Task instructions ▸ Please list all lines of the material below in which the string "truck" occurs.

Task material ▸
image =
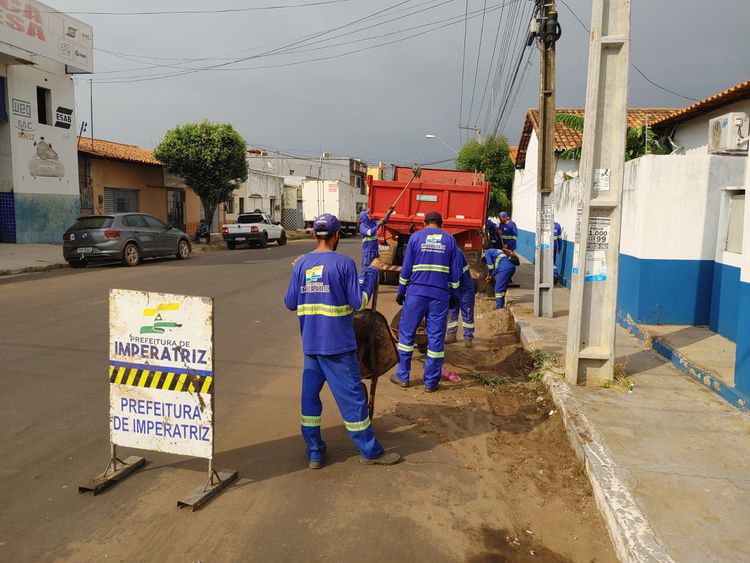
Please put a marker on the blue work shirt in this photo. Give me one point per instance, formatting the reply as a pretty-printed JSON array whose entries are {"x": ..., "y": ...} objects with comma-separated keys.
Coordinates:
[
  {"x": 432, "y": 265},
  {"x": 368, "y": 230},
  {"x": 497, "y": 261},
  {"x": 325, "y": 291},
  {"x": 508, "y": 234}
]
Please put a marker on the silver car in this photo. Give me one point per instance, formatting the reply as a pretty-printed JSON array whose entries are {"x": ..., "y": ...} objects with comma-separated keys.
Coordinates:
[{"x": 126, "y": 237}]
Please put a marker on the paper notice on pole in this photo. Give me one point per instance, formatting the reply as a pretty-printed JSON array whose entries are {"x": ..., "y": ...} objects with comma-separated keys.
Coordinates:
[
  {"x": 598, "y": 234},
  {"x": 601, "y": 179},
  {"x": 596, "y": 265}
]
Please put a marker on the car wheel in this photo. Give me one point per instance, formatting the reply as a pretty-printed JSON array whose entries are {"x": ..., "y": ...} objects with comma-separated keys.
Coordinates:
[
  {"x": 131, "y": 256},
  {"x": 183, "y": 250}
]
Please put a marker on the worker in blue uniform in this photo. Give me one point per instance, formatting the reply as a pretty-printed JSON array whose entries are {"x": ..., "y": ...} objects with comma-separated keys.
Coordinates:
[
  {"x": 466, "y": 304},
  {"x": 508, "y": 233},
  {"x": 428, "y": 285},
  {"x": 501, "y": 270},
  {"x": 325, "y": 291},
  {"x": 368, "y": 230},
  {"x": 557, "y": 235}
]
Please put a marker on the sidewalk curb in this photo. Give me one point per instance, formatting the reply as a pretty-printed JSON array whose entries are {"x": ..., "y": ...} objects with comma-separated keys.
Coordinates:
[
  {"x": 684, "y": 364},
  {"x": 632, "y": 536},
  {"x": 33, "y": 269}
]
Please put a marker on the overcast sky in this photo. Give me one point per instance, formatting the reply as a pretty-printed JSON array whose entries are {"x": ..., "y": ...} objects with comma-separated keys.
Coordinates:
[{"x": 379, "y": 103}]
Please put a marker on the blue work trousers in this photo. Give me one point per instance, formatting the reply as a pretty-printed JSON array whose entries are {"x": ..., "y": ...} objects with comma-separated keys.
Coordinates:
[
  {"x": 435, "y": 311},
  {"x": 341, "y": 371},
  {"x": 502, "y": 279},
  {"x": 467, "y": 315}
]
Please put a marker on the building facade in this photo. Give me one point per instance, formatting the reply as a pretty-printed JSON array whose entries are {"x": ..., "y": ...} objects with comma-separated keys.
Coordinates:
[{"x": 40, "y": 50}]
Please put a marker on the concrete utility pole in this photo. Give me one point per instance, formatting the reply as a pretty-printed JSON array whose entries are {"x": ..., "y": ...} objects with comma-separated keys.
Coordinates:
[
  {"x": 548, "y": 32},
  {"x": 590, "y": 353}
]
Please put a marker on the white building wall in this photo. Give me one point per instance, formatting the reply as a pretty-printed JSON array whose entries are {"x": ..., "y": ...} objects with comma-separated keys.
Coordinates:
[{"x": 692, "y": 135}]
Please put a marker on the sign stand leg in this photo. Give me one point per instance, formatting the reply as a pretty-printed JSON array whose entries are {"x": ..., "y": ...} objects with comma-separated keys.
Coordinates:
[
  {"x": 214, "y": 484},
  {"x": 116, "y": 470}
]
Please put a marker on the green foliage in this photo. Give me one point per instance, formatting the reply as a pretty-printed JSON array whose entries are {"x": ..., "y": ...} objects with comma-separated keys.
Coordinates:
[
  {"x": 209, "y": 157},
  {"x": 491, "y": 157},
  {"x": 636, "y": 139}
]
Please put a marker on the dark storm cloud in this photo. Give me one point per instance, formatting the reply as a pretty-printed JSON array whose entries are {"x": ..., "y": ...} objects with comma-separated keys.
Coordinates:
[{"x": 377, "y": 104}]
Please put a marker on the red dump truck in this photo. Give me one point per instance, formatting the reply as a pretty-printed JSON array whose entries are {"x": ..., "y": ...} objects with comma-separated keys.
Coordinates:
[{"x": 460, "y": 197}]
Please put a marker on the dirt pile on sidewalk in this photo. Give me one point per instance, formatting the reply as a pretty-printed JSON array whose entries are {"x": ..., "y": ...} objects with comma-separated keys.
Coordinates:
[{"x": 536, "y": 502}]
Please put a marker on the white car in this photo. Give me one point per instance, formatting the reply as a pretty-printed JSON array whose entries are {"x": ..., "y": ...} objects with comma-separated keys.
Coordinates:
[{"x": 253, "y": 228}]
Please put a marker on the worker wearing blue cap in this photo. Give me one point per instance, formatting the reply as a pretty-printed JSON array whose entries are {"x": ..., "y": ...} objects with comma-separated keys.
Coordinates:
[
  {"x": 499, "y": 271},
  {"x": 368, "y": 230},
  {"x": 428, "y": 285},
  {"x": 466, "y": 293},
  {"x": 325, "y": 291},
  {"x": 508, "y": 233}
]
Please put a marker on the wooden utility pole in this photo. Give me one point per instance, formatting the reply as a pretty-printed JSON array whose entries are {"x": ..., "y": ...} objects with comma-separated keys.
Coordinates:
[
  {"x": 548, "y": 32},
  {"x": 590, "y": 353}
]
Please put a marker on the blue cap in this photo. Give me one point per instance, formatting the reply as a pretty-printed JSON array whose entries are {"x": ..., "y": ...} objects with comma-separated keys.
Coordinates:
[{"x": 326, "y": 224}]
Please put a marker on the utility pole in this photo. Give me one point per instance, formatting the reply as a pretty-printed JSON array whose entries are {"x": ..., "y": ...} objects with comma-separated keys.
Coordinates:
[
  {"x": 590, "y": 353},
  {"x": 548, "y": 32}
]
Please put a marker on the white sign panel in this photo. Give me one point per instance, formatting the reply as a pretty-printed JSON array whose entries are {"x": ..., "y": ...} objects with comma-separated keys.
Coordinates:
[
  {"x": 161, "y": 372},
  {"x": 38, "y": 29}
]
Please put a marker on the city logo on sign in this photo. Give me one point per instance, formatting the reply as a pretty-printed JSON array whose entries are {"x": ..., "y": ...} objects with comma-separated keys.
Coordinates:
[
  {"x": 314, "y": 274},
  {"x": 158, "y": 325},
  {"x": 21, "y": 107}
]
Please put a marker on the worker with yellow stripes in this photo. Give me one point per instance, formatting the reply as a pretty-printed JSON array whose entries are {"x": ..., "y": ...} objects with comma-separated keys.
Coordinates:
[
  {"x": 325, "y": 291},
  {"x": 428, "y": 287},
  {"x": 501, "y": 270}
]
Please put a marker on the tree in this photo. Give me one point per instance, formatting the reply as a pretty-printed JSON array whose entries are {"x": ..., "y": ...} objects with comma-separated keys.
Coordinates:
[
  {"x": 209, "y": 157},
  {"x": 636, "y": 139},
  {"x": 491, "y": 157}
]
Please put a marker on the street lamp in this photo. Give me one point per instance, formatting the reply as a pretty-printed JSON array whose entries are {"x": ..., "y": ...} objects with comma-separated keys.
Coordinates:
[{"x": 431, "y": 136}]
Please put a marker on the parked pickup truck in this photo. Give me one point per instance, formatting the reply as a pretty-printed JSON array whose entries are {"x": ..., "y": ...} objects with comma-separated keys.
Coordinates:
[{"x": 253, "y": 228}]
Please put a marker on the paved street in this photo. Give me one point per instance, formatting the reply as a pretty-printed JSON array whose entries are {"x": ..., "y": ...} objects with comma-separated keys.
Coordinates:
[{"x": 452, "y": 499}]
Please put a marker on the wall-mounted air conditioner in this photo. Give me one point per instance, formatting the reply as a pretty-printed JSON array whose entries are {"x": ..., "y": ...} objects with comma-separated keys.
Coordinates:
[{"x": 728, "y": 134}]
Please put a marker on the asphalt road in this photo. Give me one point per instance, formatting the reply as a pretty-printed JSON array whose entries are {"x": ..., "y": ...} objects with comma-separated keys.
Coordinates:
[{"x": 54, "y": 436}]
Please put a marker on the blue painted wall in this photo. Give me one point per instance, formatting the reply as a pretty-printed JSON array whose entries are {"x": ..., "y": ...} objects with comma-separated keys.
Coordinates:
[
  {"x": 43, "y": 218},
  {"x": 725, "y": 296},
  {"x": 742, "y": 358}
]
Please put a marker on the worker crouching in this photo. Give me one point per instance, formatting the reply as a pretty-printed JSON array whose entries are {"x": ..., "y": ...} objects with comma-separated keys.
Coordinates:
[
  {"x": 428, "y": 285},
  {"x": 500, "y": 270},
  {"x": 325, "y": 290}
]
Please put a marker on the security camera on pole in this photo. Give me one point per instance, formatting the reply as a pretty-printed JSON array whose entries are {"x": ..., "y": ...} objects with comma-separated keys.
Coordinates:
[{"x": 547, "y": 32}]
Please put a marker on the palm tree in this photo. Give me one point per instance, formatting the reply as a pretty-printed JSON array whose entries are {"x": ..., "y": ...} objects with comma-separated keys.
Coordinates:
[{"x": 636, "y": 139}]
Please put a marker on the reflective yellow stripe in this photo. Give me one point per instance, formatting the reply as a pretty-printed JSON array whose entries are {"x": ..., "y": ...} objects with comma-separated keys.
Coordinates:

Answer to this problem ▸
Please put a marker on the red dump truck in this photo. Give me one point per instance, formatting the reply as a pretty-printed JSON array whose entries are {"x": ..., "y": ...} objects with comma-separated keys.
Please put a marker on the parked pickup truck in this photo. Give me one point per instance, formatting the reply as a pretty-printed JSON array whose entries are {"x": ..., "y": ...} objects with comma-separated keys.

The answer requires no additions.